◆ **EXTRACTED INFORMATION**:
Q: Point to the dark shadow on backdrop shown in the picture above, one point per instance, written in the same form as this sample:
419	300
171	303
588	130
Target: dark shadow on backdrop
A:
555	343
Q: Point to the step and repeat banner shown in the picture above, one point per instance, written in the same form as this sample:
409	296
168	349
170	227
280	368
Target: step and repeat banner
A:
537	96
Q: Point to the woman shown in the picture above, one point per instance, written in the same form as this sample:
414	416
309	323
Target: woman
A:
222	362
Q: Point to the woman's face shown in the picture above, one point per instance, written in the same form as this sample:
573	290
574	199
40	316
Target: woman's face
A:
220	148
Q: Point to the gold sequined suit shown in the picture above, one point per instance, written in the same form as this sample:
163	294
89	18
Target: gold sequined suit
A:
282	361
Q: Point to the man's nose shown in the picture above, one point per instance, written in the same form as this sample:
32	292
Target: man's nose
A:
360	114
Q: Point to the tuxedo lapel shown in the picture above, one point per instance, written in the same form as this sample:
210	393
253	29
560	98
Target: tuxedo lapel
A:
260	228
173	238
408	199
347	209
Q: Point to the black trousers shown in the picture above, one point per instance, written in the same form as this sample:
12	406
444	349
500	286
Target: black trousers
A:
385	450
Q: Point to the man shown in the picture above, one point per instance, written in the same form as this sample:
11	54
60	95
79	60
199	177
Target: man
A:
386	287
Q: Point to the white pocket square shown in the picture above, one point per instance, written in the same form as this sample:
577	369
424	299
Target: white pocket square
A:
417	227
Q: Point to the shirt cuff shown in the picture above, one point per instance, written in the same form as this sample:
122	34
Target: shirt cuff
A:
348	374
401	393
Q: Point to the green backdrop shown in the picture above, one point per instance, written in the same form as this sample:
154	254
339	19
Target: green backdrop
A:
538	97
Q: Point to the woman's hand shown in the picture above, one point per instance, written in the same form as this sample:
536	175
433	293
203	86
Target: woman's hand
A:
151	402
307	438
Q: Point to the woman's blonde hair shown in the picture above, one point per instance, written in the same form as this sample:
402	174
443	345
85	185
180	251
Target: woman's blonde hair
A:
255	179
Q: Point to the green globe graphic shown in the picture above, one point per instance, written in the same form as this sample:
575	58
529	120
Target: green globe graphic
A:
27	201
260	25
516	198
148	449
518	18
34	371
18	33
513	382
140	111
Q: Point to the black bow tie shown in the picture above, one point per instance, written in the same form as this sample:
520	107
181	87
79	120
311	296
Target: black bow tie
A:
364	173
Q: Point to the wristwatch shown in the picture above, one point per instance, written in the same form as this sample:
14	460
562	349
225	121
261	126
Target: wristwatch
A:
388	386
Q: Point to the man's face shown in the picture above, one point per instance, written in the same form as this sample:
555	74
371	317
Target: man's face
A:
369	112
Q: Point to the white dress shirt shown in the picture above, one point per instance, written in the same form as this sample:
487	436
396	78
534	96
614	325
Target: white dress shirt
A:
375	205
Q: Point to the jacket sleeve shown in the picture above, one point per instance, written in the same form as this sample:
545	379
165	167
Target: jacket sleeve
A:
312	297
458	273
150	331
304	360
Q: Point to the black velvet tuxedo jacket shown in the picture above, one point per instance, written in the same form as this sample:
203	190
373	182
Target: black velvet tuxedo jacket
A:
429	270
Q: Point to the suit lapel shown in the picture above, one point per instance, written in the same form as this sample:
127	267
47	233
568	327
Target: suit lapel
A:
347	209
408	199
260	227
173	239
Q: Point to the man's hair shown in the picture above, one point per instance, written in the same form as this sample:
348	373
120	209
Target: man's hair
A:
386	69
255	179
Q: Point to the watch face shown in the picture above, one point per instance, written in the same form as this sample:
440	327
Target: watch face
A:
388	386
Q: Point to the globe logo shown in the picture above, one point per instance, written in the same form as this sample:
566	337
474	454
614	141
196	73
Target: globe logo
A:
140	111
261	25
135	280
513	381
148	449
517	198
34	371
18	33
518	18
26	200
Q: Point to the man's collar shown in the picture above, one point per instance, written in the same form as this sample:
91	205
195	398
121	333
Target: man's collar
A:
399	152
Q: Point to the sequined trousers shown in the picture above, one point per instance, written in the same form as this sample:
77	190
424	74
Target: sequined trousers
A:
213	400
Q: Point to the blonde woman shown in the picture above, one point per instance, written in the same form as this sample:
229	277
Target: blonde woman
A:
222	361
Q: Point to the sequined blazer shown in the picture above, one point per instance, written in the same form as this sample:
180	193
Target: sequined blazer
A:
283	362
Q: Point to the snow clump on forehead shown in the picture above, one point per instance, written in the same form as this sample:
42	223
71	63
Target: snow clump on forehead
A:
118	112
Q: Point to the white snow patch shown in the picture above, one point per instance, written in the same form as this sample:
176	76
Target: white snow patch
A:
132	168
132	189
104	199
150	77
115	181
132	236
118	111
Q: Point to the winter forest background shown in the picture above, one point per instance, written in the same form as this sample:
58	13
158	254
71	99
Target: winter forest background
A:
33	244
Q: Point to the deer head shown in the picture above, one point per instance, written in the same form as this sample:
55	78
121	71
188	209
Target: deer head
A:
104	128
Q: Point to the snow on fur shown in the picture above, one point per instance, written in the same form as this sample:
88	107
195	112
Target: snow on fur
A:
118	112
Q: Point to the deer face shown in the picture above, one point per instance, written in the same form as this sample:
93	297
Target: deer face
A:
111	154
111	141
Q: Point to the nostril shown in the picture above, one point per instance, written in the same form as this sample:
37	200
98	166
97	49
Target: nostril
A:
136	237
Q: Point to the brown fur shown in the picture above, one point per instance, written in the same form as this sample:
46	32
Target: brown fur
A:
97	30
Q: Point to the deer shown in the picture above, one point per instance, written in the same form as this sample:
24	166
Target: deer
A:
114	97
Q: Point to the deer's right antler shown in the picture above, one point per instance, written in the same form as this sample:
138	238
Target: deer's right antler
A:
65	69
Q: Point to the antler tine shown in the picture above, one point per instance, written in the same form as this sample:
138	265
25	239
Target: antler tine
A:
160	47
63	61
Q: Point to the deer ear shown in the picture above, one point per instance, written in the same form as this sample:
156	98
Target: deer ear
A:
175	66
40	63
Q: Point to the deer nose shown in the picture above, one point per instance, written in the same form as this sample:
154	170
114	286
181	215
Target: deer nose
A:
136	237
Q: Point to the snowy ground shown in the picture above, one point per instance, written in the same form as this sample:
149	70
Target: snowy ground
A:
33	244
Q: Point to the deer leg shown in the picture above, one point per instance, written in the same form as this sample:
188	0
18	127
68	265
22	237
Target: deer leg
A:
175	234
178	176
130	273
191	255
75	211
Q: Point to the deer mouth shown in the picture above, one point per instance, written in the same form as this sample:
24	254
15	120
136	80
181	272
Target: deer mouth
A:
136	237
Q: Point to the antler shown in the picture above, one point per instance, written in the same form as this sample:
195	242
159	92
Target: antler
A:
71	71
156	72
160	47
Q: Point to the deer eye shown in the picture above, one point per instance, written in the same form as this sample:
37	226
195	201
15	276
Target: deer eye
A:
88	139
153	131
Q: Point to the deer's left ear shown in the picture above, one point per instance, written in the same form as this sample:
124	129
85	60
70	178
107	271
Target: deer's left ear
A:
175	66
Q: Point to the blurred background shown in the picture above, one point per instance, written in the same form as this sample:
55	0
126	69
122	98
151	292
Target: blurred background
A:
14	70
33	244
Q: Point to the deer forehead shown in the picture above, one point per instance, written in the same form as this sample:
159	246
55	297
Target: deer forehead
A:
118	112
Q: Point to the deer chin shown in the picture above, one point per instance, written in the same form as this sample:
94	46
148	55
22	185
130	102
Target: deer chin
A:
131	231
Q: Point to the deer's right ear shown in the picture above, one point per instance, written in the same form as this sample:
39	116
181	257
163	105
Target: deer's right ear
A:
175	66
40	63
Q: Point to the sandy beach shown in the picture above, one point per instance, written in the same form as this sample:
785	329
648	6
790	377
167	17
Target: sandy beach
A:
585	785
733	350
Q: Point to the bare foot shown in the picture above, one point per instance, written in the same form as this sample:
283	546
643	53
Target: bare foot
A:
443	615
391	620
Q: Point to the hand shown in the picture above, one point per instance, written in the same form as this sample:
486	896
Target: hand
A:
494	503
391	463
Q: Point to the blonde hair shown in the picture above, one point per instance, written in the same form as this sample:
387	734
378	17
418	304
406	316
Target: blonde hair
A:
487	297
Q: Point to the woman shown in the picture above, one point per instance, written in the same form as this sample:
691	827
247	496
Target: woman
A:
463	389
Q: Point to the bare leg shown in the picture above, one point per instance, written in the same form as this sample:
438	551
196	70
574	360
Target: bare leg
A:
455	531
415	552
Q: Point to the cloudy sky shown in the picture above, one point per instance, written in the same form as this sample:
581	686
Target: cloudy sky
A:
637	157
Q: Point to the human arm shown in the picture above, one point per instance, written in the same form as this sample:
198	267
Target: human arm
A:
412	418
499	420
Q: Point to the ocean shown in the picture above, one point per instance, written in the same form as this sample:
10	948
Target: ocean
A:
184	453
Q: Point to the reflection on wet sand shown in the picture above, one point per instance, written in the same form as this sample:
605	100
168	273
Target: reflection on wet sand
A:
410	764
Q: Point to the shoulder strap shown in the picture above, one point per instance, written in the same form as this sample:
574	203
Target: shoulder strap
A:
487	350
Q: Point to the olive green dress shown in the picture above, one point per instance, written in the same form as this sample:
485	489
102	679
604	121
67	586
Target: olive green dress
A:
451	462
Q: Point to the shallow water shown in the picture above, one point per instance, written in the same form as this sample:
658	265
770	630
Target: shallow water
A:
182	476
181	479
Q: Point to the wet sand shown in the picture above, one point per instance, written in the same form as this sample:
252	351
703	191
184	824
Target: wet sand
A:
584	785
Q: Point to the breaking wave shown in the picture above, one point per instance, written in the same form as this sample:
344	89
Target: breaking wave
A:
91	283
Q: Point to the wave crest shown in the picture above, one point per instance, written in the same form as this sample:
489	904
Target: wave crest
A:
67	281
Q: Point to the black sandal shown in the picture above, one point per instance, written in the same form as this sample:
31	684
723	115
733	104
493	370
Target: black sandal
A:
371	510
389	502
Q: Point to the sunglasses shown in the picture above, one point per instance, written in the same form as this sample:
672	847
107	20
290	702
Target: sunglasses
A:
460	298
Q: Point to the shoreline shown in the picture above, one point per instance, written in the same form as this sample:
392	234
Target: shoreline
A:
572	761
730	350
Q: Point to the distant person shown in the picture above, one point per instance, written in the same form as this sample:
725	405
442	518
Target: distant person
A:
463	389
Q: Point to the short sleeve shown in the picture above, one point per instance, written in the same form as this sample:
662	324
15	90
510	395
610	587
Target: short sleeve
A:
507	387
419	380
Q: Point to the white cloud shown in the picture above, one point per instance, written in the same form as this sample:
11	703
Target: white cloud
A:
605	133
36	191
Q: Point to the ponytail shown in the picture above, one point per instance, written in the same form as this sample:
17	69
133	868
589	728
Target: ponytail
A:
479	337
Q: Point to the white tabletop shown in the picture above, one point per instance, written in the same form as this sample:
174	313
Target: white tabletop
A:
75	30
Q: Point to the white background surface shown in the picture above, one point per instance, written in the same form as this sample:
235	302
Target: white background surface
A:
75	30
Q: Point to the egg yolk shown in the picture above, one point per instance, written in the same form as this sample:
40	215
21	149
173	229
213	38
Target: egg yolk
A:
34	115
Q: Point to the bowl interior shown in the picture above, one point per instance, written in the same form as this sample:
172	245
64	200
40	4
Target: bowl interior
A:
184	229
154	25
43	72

◆ **PROBLEM DESCRIPTION**:
For every line in the listing above that mentions the word "shirt", make a copy.

◆ **TASK OUTPUT**:
Q: Point to the shirt cuff shown in the picture above, one point per instance, written in the same form as this sample:
Target: shirt cuff
Q: Point to the white dress shirt shown in the picture above, one point per instance, written in the same form as this sample:
Target: white dress shirt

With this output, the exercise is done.